Problem requirements: Your answer must be an exact copy of the entries below, with every picture removed.

Material for this task:
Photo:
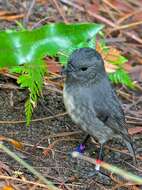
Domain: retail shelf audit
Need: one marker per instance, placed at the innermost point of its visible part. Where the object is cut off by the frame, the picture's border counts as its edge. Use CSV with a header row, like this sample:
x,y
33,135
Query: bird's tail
x,y
130,147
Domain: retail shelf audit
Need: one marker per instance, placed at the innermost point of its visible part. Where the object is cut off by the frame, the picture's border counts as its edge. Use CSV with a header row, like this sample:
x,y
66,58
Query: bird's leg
x,y
80,148
101,152
100,157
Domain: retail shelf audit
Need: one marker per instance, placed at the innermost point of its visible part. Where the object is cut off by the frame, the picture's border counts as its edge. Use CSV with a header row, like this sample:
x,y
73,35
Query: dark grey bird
x,y
90,99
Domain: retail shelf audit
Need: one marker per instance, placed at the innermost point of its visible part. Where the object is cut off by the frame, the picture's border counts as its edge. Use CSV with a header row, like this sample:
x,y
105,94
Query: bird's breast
x,y
71,104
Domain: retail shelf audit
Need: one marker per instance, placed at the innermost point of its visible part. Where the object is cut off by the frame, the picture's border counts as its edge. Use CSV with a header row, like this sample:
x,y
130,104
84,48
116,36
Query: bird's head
x,y
84,65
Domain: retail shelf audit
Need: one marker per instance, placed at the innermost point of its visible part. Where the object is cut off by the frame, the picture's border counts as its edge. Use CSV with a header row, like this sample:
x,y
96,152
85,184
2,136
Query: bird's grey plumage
x,y
90,100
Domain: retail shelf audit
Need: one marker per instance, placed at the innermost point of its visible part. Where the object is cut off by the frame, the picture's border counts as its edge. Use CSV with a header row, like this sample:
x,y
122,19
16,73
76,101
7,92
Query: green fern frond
x,y
121,77
31,77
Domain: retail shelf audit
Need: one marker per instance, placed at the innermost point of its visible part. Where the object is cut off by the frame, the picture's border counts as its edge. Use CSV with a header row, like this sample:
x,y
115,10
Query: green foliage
x,y
121,77
23,52
24,46
31,77
26,50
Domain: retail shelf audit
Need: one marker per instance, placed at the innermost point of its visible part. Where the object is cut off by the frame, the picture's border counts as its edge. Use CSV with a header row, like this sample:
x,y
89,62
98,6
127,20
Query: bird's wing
x,y
111,114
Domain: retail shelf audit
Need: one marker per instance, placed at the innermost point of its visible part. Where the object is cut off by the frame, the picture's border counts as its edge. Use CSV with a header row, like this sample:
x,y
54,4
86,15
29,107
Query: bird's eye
x,y
83,68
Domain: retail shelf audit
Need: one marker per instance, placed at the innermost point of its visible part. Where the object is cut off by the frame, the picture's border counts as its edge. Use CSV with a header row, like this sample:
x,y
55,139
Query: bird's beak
x,y
64,71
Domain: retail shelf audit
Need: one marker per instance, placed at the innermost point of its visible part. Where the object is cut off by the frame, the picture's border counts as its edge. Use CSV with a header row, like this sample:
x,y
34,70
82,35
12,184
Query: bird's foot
x,y
80,148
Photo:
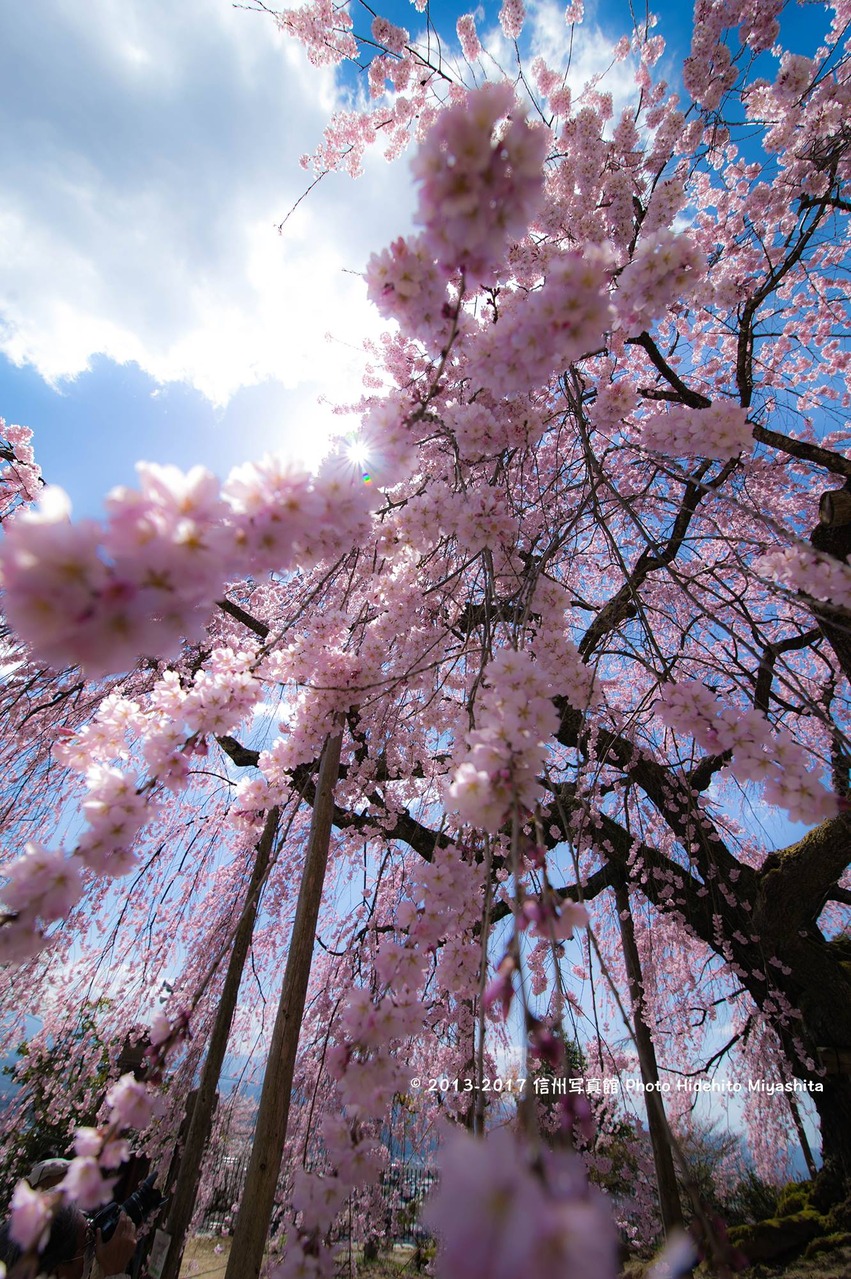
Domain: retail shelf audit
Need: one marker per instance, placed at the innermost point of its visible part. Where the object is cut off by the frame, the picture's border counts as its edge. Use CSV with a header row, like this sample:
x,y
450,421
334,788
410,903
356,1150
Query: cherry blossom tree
x,y
571,596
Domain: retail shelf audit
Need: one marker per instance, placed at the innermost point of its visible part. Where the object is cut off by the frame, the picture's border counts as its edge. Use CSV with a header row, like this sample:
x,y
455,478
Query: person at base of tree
x,y
73,1251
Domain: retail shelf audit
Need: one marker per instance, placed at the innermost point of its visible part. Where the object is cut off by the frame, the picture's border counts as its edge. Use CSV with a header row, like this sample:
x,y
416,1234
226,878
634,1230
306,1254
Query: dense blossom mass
x,y
572,600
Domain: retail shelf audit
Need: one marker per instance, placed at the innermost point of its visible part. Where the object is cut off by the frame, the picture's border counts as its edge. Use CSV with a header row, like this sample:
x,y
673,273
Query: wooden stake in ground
x,y
657,1121
270,1135
186,1187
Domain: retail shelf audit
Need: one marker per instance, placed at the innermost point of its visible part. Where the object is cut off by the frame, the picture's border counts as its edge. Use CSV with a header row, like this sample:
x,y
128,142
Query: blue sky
x,y
149,310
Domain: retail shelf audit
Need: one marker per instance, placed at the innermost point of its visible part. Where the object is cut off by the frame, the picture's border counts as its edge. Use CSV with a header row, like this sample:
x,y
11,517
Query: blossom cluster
x,y
480,184
367,1062
41,886
103,595
405,284
516,718
719,431
800,568
541,331
664,269
87,1181
503,1210
759,753
19,473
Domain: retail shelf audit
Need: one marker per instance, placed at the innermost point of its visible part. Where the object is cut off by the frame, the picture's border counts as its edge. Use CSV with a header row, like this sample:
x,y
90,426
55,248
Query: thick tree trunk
x,y
669,1205
198,1133
270,1135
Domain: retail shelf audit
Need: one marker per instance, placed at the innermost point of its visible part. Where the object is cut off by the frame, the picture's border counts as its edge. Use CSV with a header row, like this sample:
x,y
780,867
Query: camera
x,y
143,1201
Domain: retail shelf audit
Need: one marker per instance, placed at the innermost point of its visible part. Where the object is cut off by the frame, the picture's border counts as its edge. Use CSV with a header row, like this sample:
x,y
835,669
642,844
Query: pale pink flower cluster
x,y
479,518
800,568
101,596
319,1197
515,719
511,18
540,333
393,39
115,811
41,883
759,753
552,921
719,431
131,1104
666,267
406,285
485,426
19,473
558,659
30,1216
794,77
469,37
499,1213
480,184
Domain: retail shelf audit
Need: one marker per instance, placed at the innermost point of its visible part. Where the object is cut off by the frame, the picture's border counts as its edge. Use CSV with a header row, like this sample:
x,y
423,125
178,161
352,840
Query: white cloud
x,y
149,151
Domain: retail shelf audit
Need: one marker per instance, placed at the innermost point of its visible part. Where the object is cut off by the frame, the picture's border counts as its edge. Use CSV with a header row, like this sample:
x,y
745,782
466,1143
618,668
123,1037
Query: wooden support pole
x,y
186,1187
657,1122
270,1135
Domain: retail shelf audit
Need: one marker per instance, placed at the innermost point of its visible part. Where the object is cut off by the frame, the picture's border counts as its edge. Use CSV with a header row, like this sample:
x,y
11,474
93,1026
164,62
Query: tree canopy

Response for this exercise:
Photo:
Domain: retail shelf audit
Need: one marker per instance, placed at the innermost point of its visible part. Where the object is cut off by the frame, the picture's border counts as its edge. Use CSV with a header row, like this sample:
x,y
33,135
Query: bird's tail
x,y
130,147
Domain: retail shelf audit
Need: one marker per instance, placed at the innermost point of its visible part. Where the object is cut off by the frame, the picture's border counts as its edge. Use CSV with a header row, like this sample:
x,y
66,58
Query: bird's leg
x,y
80,148
101,152
100,157
Domain: retail shelf audit
Need: one marker per instance, placed at the innermost point of its visible part. Where the object is cut off by the frame, the picture's border counts as its edge. Use CSV with a header row, like this sample:
x,y
73,35
Query: dark grey bird
x,y
90,99
Domain: retail shelf audit
Need: one marker per instance, placed at the innermost point of its visible part. Where the object is cut off by the frame, the picture's border counts as its edge. Use CSV with a header row, like this sample:
x,y
105,94
Query: bird's breast
x,y
71,104
Domain: retail shelf audit
Need: one marker per instance, placed at the innermost point of its visible part. Where the object is cut off by the frame, the picture's border counts as its edge. Use CSV with a header row, like this sample:
x,y
130,104
84,48
116,36
Query: bird's head
x,y
84,65
Domain: retail shelf audit
Need: one marker per instance, placed at the innermost point of its visible part. Where the object is cut off by the frame, the picture's border counts as its edge. Use CSV with a header row, like this sample:
x,y
96,152
85,184
2,136
Query: bird's grey plumage
x,y
90,100
Domain: retail shelf audit
Need: one marker per instance, placed at the innermost point of its visible part. Where the object is cut off by the frame, the picture's border counts as its edge. Use CSV with a header row, like this sample:
x,y
122,19
16,73
76,101
7,92
Query: green fern frond
x,y
121,77
31,77
Domain: retail shelf audit
Need: one marker per instance, placed at the innermost point of its visible part. Where the object is cut off by the frame, the picture's border counts as its edge. Use CSV with a header row, like this sample:
x,y
115,10
Query: green foliage
x,y
121,77
23,52
24,46
31,77
26,50
Domain: retail shelf audit
Need: one marker per instance, placed at the innermost point of its visible part. Where the object is cut off by the frame, the picture's border counts as its edge. Use CSV with a header row, like this sample:
x,y
89,62
98,6
127,20
Query: bird's wing
x,y
111,114
Domain: retail shelf audit
Need: one marker per instance, placed at the innermost point of its visible part. Where the object is cut off by the frame, the picture's border counts as its edge. Use CSV with a header row, like this sample:
x,y
54,4
86,15
29,107
Query: bird's eye
x,y
83,68
Domain: retail shelf audit
Need: one marker per instance, placed at the innermost point of its visible part. Where the object is cut off by the frame, the picture's border counts as its edge. Use CSV with a header row, like this sample:
x,y
55,139
Query: bird's beak
x,y
64,71
Domain: retail shelf audit
Need: one marker per instance, placed at the innermost point of its visible part. Where the object is cut off by the frame, the picture's border counts as its edge. Use CSV with a header row, like this sample:
x,y
34,70
82,35
12,184
Query: bird's foot
x,y
80,148
Photo:
Domain: retail shelf audit
Need: one marker per instance, placed at the innermost point of its visible part. Where the object is cut off by the frame, the picture's border counts as its edge. Use CSV with a header row, like this sample:
x,y
450,421
334,788
410,903
356,1150
Query: cherry blossom tree
x,y
571,596
Domain: retail shelf audit
Need: one marker per instance, placed at the innermost point of its visible part. Where the object is cut off by the frame, the picture's border counts as its edge. Use CSV with a header row, like this sample:
x,y
455,478
Query: person at base of tree
x,y
73,1251
Domain: retail shelf audit
Need: one marker per instance, placed at the innermost point of its visible part. Where the object is cut off by the frame, the picture's border counts as its edge. Use CSV with a header row, like this sample:
x,y
416,1234
226,878
634,1230
306,1254
Query: dense blossom mass
x,y
572,600
Domain: retail shelf audit
Need: one marker per instance, placed at the innermost point of its visible part. Where the object is cut off by the frame, the picture's border counts as its edge. Use CSV with a header row, like this sample:
x,y
673,273
Query: wooden stake in ground
x,y
657,1121
270,1135
186,1187
Domain: retail shelf audit
Need: one marker per instance, placed at the innermost point of its visible part. Where the object is cut off by the frame, the picture's border counts as its edge. Use CSV with a header row, like this sample:
x,y
128,142
Query: blue sky
x,y
149,310
Domain: retail shelf audit
Need: one marker per instance, placed at the innermost point of its visible part. Where the object is cut off by the frame, the picture's border counts as its edge. Use CSV with a header row, like this sample:
x,y
11,517
Query: blossom cluster
x,y
480,184
367,1062
41,886
103,595
405,284
516,718
719,431
800,568
541,331
664,269
87,1181
503,1210
759,753
19,473
Domain: retail shelf audit
Need: one marker per instance, placed at the innermost point of its visible part. Where the object is cut off by the frame, the picture's border counts as its edge. Use CSV with a header row, like this sample:
x,y
90,426
55,248
Query: thick tree trunk
x,y
669,1205
198,1133
270,1135
Domain: retail shelf audit
Need: one marker per instance, placed at the innermost point of its visible part. Where the object is cut off by the frame, the picture's border counts as its edge. Use CSV with a header row, like this sample:
x,y
780,867
Query: camera
x,y
143,1201
Domain: retail shelf audit
Need: one marker per instance, placed at the innermost point of its visible part. Where the object is cut off by the frame, the picture's border counts as its edge. Use CSV with a header row, like this sample:
x,y
835,669
642,844
Query: pale pink flower cluster
x,y
479,518
800,568
101,596
319,1197
515,719
511,18
540,333
393,39
115,811
41,883
759,753
552,921
719,431
131,1104
666,267
406,285
485,426
19,473
558,659
30,1216
794,77
469,37
499,1213
480,184
Domain: retail shelf audit
Need: one marker per instance, placed at the innermost point of its visible part. Where the object is cut off by the frame, the picture's border counts as its edge. Use CSV with a header row, like this sample:
x,y
423,125
178,161
352,840
Query: white cloud
x,y
149,151
Domain: retail shelf audit
Need: one marker per instance, placed at the innermost point of its visible part. Where the object is cut off by the frame, the picture's border counts as its edge. Use CSV with a header row, like this sample:
x,y
745,782
466,1143
618,668
123,1037
Query: wooden support pole
x,y
186,1187
657,1122
270,1135
Domain: retail shelf audit
Need: one marker per instance, placed at the innermost point of its visible part. Where the object is cut off by the frame, the picture's border counts as its edge. Use CSV with a header row, like this sample:
x,y
11,474
93,1026
164,62
Query: tree canopy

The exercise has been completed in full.